ABOUT THIS EXERCISE » Nothing but an exact copy of the data should be given.

(Source data)
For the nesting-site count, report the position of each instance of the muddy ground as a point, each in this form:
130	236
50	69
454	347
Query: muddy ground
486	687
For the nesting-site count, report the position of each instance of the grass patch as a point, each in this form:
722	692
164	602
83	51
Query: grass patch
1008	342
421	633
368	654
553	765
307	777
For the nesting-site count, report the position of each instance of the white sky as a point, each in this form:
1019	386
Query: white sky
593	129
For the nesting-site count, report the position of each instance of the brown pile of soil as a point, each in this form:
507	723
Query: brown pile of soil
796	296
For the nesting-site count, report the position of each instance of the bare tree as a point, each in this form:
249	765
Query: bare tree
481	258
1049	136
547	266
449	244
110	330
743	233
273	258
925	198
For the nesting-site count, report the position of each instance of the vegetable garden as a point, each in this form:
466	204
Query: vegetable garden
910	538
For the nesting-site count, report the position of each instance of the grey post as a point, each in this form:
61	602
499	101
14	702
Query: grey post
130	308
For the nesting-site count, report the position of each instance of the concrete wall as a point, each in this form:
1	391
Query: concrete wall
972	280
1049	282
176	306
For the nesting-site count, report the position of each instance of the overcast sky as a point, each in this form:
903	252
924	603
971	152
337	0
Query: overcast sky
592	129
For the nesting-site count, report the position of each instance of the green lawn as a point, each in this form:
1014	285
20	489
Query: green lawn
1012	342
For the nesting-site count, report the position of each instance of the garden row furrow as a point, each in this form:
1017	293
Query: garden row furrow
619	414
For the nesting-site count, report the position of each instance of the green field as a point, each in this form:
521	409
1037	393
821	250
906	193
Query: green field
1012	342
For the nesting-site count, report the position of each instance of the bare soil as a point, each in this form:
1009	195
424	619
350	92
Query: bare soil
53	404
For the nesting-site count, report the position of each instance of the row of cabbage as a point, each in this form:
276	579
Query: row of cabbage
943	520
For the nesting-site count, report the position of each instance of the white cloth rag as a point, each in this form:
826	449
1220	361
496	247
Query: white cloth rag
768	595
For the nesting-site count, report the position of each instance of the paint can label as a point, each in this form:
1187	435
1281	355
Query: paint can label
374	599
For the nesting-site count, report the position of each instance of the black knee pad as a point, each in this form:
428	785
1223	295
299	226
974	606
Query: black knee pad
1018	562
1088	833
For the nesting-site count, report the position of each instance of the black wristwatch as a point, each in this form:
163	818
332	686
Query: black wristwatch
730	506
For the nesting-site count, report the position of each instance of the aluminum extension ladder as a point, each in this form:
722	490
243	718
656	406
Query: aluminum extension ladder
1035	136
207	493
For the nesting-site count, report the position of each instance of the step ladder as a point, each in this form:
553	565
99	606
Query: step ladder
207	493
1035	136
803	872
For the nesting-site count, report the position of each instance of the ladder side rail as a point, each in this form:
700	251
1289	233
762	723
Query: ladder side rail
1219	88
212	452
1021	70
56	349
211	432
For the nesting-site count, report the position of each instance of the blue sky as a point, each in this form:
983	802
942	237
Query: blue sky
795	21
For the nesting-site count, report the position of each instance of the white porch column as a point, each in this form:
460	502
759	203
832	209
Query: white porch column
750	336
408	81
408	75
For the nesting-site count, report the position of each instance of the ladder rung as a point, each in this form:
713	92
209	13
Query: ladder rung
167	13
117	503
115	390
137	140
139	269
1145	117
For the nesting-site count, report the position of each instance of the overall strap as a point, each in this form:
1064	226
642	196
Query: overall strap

RESPONSE AREA »
For the nesting-site count, report the position of each instance of the muddy ground as a point, each in this form:
130	236
50	69
454	347
Query: muddy ground
486	687
For the nesting-site count, report the position of each instance of the grass patch as a point, each in this form:
722	692
164	602
83	51
Query: grass patch
1008	342
421	633
368	654
553	765
307	777
For the nesting-site count, report the position of each instance of the white sky as a point, each in this form:
1019	386
Query: white sky
593	129
For the nesting-site count, report the position of each instance of the brown pile of soil as a point, each in this form:
507	723
Query: brown pile of soil
796	296
For the nesting-site count, report the position of each instance of the bare tree as a point, each in this form:
249	765
Query: bare tree
481	258
1049	136
547	266
449	244
110	330
743	233
273	258
925	198
For the nesting-site count, report the position of each instance of the vegetable garden as a point, each in this form:
466	204
Query: vegetable garden
910	538
For the nesting-site count, report the position of each instance of the grey post as a point, each in this form:
61	602
499	101
14	702
Query: grey post
130	308
For the nesting-site count, report the position of each instance of the concrete wall as a point, each in this form:
1	391
Query: concrete wall
972	280
1049	282
176	306
For the nesting-site count, report the position of each instance of the overcast sky as a point, each in this form:
903	252
924	603
971	152
337	0
Query: overcast sky
592	129
For the nesting-site count, report the position of each instance of the green lawn as a point, each in this form:
1014	285
20	489
Query: green lawn
1012	342
For the nesting-site count, report the position of each instance of the garden row furrow as a point, each in this form:
1017	293
Query: garden row furrow
619	414
For the nesting-site count, report the position of each instance of the green field as a point, each in this form:
521	409
1037	393
821	250
906	193
Query: green field
1012	342
For the nesting-site count, report the position of each instance of the bare soil as a point, each in this form:
1009	195
424	619
350	92
Query: bare soil
53	404
For the nesting-site count, report the position of each instance of the row of cabbage as a point, each in this form:
276	579
Query: row of cabbage
943	520
For the nesting-site count, report the position of each instance of the white cloth rag as a point, each in this form:
826	449
1220	361
496	247
Query: white cloth rag
768	595
For the nesting-site count, report the position of each instance of the paint can label as a point, each in this form:
1187	435
1281	355
Query: paint can label
374	599
For the nesting-site count, report the position of each instance of the black knee pad as a point, each in this form:
428	785
1223	295
299	226
974	606
Query: black knee pad
1018	562
1088	833
For the nesting-site count, report the position of each instance of the black wristwatch as a point, each in this form:
163	818
332	686
Query: black wristwatch
730	506
For the nesting-site count, report the position of each instance of the aluminum extension ladder as a point, each in this form:
722	490
243	718
656	406
Query: aluminum extension ladder
1035	136
207	493
For the nesting-site count, report the position of each instance of the step ladder as a point, each in this form:
553	565
99	606
Query: step ladder
207	493
1035	136
803	872
For the nesting-site count, report the position of each instance of the ladder side rail as a point, each in this form:
700	251
1289	233
762	723
Query: ladder side rail
1219	88
212	452
1021	70
56	349
211	432
For the nesting-site count, report the position of each instance of the blue sky as a point, each in this form:
983	802
942	237
Query: blue sky
795	21
For the nesting-site count, report the position of each instance of the white porch column as a point, each in this form:
460	502
759	203
832	209
Query: white porch column
750	336
408	81
408	75
For the nesting-site count, report the position of each instance of the ladder rung as a point, each in this form:
713	92
209	13
Query: ladder rung
167	13
117	503
115	390
137	140
139	269
1145	117
For the nesting-site count, report the position of each instance of the overall strap as a point, each in this form:
1064	226
642	196
Query: overall strap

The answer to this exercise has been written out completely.